*** Opening Text shown ***

Last February, Andrew Asare spent a long night wracked with three times the pain of a normal headache. It started with a vicious pinch in his neck, like a vise clamping down from the inside. Then the jolts of pain skittered up to his head and he knew that if he didn’t get help soon, he wouldn’t be able to function.

“That would be the end of the day for me. I would have to go to bed,” Andrew said. When the pains started, he wasn’t able to handle school for a while. A year ago, he broke down and had to reschedule some of his April exams.

The fourth-year information technology management student has gone to the Ryerson Medical Centre repeatedly to deal with stress. His muscle spasms are triggered from stress about school, about work, about finding work after school. He also has migraines and ulcers caused from balancing the different elements of his life.

On that night, the pain was so bad he had no choice but to see a different Ryerson doctor who prescribed muscle relaxants that left him feeling weak and funny for a few days.

*** Closing Text shown ***
*** Opening Supplied information ***

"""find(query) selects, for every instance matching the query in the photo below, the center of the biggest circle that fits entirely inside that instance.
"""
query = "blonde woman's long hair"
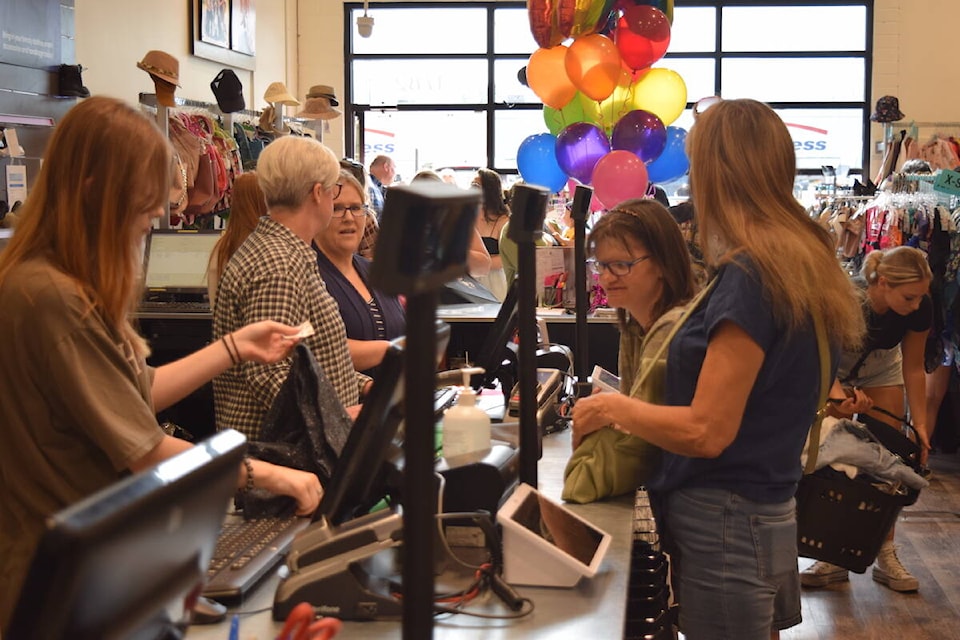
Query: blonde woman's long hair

*** Closing Supplied information ***

## Problem A:
From the passage about Andrew Asare's stress-related pain, quote the text starting with "The fourth-year information" and going on through "of his life.".
## Problem B:
Write what comes next in the passage about Andrew Asare's stress-related pain, picking up after its final sentence.

## Response area A:
The fourth-year information technology management student has gone to the Ryerson Medical Centre repeatedly to deal with stress. His muscle spasms are triggered from stress about school, about work, about finding work after school. He also has migraines and ulcers caused from balancing the different elements of his life.

## Response area B:
“I think it’s difficult for both of us [with a new doctor] because they have to get to know me and I have to get to know them,” he said.

When he met with his regular physician for a followup, Andrew was referred for massage therapy and recommended lifestyle changes, long-term care that’s changed his life.

Since it opened in 1953, the clinic has been plagued with empty coffers. The clinic has no room and no money improve its services for the 28,000 students who study at Ryerson. Tucked away from a thriving campus, the tiny medical centre tries to function in a long-outgrown space that strangles its ability to provide the care patients like Andrew expect — and need — at Ryerson.

In 1976, former health director Dr. Donald Barr, the clinic has always run a deficit. Last year, about one-fifth of the clinic’s $500,000 budget could not be covered solely through Ontario Health Insurance Plan (OHIP) charges. Student ancillary fees, taken from the portion allotted to student services, were used to make up the balance.

“It’s an ongoing problem and it’s an ongoing problem at every college and university,” said Dr. Su-Ting Teo, director of student health and wellness, who has run the medical centre since 2007. “There’s just restrictions in terms of what we can do to actually cover all the costs of running the clinic.”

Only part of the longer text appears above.